- [作業内容]: 以下のデータから文字列「rough」を含む行をすべて集め、各行を改変せずに書き写してください。

───── 表示データ ─────

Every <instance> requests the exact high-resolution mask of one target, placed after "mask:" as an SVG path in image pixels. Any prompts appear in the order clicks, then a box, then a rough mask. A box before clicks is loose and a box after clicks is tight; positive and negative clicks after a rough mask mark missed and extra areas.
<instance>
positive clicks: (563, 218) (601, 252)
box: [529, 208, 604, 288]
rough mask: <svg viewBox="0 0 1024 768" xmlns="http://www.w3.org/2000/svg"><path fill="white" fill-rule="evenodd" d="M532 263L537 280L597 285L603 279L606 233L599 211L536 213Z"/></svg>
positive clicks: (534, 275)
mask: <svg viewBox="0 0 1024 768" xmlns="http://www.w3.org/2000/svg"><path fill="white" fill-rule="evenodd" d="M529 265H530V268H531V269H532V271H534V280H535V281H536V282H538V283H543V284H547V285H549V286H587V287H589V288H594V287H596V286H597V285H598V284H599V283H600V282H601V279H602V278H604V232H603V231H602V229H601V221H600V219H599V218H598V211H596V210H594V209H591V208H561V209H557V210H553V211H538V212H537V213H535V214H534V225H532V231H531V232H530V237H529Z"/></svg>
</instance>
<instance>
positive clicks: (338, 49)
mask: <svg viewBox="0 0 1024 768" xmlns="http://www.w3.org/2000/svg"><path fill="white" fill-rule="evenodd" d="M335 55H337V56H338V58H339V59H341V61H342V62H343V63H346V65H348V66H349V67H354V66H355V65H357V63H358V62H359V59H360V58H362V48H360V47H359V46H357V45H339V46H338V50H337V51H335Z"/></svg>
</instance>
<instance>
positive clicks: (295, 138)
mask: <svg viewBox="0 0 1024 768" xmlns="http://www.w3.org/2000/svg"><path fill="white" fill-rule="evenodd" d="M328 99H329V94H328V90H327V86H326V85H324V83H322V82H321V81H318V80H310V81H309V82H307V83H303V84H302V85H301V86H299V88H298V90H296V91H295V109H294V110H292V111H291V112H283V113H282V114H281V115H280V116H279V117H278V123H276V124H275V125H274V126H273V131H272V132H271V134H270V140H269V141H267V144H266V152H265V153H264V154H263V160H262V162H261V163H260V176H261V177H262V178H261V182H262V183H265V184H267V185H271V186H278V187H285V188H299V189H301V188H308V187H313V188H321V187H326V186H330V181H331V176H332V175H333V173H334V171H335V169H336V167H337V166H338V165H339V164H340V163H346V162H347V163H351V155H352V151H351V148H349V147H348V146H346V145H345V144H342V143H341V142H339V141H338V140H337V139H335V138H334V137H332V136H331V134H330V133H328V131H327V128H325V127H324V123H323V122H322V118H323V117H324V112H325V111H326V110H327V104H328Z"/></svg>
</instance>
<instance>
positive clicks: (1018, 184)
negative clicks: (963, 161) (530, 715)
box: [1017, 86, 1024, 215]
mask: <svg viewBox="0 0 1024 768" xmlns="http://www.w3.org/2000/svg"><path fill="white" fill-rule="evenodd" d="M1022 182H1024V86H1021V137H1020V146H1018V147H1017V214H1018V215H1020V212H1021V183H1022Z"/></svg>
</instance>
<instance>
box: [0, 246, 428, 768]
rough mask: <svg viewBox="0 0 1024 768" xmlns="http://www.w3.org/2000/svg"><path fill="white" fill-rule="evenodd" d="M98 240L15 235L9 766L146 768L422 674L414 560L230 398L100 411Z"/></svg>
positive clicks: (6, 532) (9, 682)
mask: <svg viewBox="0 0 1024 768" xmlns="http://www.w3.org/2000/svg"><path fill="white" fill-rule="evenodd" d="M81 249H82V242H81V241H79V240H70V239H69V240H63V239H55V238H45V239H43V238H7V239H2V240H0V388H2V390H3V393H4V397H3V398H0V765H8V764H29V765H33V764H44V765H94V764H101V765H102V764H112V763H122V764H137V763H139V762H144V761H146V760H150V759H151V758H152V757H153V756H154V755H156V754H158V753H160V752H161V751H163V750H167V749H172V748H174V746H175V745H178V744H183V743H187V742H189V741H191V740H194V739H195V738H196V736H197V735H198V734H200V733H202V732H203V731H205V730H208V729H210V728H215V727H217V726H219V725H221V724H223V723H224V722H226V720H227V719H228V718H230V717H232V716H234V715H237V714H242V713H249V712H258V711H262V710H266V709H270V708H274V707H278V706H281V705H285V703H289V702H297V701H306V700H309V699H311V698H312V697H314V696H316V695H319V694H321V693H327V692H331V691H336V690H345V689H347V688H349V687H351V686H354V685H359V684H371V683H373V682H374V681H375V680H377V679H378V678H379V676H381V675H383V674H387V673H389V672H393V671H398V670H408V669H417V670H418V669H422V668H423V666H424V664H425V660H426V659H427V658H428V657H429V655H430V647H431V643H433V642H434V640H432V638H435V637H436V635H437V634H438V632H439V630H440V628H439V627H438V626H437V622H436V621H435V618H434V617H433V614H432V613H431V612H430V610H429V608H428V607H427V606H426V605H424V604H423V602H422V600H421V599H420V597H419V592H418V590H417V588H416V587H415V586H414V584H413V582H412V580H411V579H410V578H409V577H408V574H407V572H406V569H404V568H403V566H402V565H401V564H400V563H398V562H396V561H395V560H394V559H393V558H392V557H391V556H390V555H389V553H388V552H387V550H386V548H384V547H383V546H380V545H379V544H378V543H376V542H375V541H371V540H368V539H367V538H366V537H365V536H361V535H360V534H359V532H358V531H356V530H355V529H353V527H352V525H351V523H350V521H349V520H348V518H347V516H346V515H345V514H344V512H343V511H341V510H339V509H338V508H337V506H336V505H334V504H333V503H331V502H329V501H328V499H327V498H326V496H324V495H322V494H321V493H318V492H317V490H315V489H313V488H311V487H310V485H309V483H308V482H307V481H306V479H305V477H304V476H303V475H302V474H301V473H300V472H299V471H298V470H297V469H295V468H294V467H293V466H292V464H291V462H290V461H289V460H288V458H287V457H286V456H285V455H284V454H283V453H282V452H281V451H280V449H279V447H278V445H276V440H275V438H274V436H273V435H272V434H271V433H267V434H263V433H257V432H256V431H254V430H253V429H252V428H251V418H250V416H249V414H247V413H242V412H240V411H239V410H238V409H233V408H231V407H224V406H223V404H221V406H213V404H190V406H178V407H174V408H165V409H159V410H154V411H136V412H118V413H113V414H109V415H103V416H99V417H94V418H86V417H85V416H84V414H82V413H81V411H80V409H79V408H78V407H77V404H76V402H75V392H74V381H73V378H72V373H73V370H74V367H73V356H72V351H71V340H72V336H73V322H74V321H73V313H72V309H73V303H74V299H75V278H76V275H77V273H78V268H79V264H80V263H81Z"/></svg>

─────

- [演習の結果]:
Every <instance> requests the exact high-resolution mask of one target, placed after "mask:" as an SVG path in image pixels. Any prompts appear in the order clicks, then a box, then a rough mask. A box before clicks is loose and a box after clicks is tight; positive and negative clicks after a rough mask mark missed and extra areas.
rough mask: <svg viewBox="0 0 1024 768" xmlns="http://www.w3.org/2000/svg"><path fill="white" fill-rule="evenodd" d="M532 263L537 280L597 285L603 279L606 233L599 211L536 213Z"/></svg>
rough mask: <svg viewBox="0 0 1024 768" xmlns="http://www.w3.org/2000/svg"><path fill="white" fill-rule="evenodd" d="M98 240L15 235L9 766L146 768L422 674L414 560L230 398L100 411Z"/></svg>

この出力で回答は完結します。